• WHAT YOU ARE ASKED TO DO
Print every row below verbatim, keeping the original order and line breaks.

• LISTED RECORDS
^^^^^^^^^^^^^^^^
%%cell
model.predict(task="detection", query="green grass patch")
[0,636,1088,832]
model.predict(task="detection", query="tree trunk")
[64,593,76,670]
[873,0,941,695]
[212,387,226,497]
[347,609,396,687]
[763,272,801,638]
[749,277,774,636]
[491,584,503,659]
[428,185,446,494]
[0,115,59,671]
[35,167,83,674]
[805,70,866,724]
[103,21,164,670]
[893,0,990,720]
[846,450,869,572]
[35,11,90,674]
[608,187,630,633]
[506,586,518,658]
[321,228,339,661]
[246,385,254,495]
^^^^^^^^^^^^^^^^
• THE OUTPUT
%%cell
model.predict(task="detection", query="green grass patch")
[0,636,1088,832]
model.predict(task="detection", query="tree trunk")
[64,593,76,670]
[873,0,941,695]
[212,387,226,497]
[347,609,396,687]
[763,272,801,638]
[749,277,774,636]
[491,584,503,659]
[428,185,446,494]
[0,115,59,671]
[35,167,83,674]
[805,70,866,724]
[103,21,164,670]
[893,0,990,720]
[846,450,869,572]
[35,11,90,674]
[608,187,630,633]
[506,586,518,658]
[321,228,339,661]
[246,385,254,495]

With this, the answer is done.